## Exercise input
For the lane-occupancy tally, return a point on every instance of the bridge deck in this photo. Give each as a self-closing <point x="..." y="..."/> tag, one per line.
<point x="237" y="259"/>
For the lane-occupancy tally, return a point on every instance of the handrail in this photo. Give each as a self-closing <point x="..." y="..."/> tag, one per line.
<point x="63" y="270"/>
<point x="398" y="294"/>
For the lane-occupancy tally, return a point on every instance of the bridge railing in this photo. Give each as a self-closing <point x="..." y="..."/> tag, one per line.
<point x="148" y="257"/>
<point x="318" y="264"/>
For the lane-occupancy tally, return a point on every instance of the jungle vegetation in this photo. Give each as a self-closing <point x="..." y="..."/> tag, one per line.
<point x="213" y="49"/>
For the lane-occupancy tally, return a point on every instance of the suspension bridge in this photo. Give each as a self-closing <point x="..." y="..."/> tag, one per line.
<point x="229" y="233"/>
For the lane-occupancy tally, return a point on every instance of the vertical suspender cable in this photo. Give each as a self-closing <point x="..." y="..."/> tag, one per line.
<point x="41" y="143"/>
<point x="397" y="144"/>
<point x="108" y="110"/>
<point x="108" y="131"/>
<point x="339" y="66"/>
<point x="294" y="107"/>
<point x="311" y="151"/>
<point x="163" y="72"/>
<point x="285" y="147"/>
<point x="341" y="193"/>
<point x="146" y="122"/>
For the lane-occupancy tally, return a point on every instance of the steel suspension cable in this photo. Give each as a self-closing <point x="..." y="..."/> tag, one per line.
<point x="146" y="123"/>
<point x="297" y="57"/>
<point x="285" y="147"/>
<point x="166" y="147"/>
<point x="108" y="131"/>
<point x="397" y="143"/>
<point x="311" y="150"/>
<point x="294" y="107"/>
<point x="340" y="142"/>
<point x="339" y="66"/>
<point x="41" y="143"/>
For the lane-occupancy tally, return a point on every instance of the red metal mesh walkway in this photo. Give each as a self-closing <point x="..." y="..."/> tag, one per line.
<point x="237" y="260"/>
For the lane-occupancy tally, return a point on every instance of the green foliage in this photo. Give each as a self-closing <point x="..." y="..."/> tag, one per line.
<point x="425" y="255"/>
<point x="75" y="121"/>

## Your objective
Convert every one of the lines above into a Markdown table with the columns Position and Line, giving each row its sequence number and omitting any blank lines.

## Solution to this problem
| Position | Line |
|---|---|
| 1 | For the lane-occupancy tally, return a point on every instance of the bridge deck in this photo. Give each as a self-closing <point x="..." y="..."/> tag, one per line. |
| 2 | <point x="237" y="259"/> |
| 3 | For the lane-occupancy tally, return a point on every instance of the handrail in this photo. Give each as a self-closing <point x="..." y="..."/> tag, one per line. |
| 4 | <point x="63" y="270"/> |
| 5 | <point x="398" y="294"/> |
| 6 | For the lane-occupancy tally, return a point on every instance of the bridge railing in this photo. Give each as a self-closing <point x="..." y="..."/> tag, one per line. |
| 7 | <point x="148" y="257"/> |
| 8 | <point x="318" y="264"/> |
| 9 | For the lane-occupancy tally, return a point on every instance of the jungle vegetation in this photo. Give each as a self-closing <point x="..." y="..."/> tag, one per line. |
| 10 | <point x="213" y="49"/> |
| 11 | For the lane-occupancy tally, return a point on every instance of the suspension bridge in this photo. Give each as a self-closing <point x="..." y="..."/> tag, one per line. |
| 12 | <point x="229" y="233"/> |
| 13 | For the lane-occupancy tally, return a point on every instance of the vertical suspender cable in this photo. Give each as a self-closing <point x="..." y="..."/> tag, one per line. |
| 14 | <point x="41" y="143"/> |
| 15 | <point x="397" y="144"/> |
| 16 | <point x="108" y="110"/> |
| 17 | <point x="108" y="131"/> |
| 18 | <point x="339" y="66"/> |
| 19 | <point x="294" y="107"/> |
| 20 | <point x="311" y="151"/> |
| 21 | <point x="163" y="72"/> |
| 22 | <point x="285" y="147"/> |
| 23 | <point x="341" y="193"/> |
| 24 | <point x="146" y="122"/> |
| 25 | For the lane-occupancy tally, return a point on every instance of the steel suspension cable in this photo. Give each as a self-closing <point x="..." y="..."/> tag, one per line. |
| 26 | <point x="146" y="123"/> |
| 27 | <point x="297" y="57"/> |
| 28 | <point x="285" y="147"/> |
| 29 | <point x="166" y="147"/> |
| 30 | <point x="108" y="131"/> |
| 31 | <point x="397" y="143"/> |
| 32 | <point x="311" y="150"/> |
| 33 | <point x="294" y="107"/> |
| 34 | <point x="340" y="142"/> |
| 35 | <point x="339" y="66"/> |
| 36 | <point x="41" y="143"/> |
| 37 | For the lane-occupancy tally, return a point on every instance of the red metal mesh walkway in this photo. Give each as a self-closing <point x="..." y="..."/> tag, one per line. |
| 38 | <point x="237" y="260"/> |
| 39 | For the lane-occupancy tally, return a point on every instance of the green foliage in this photo. Give each as a self-closing <point x="..." y="..."/> tag, one per line. |
| 40 | <point x="425" y="255"/> |
| 41 | <point x="75" y="121"/> |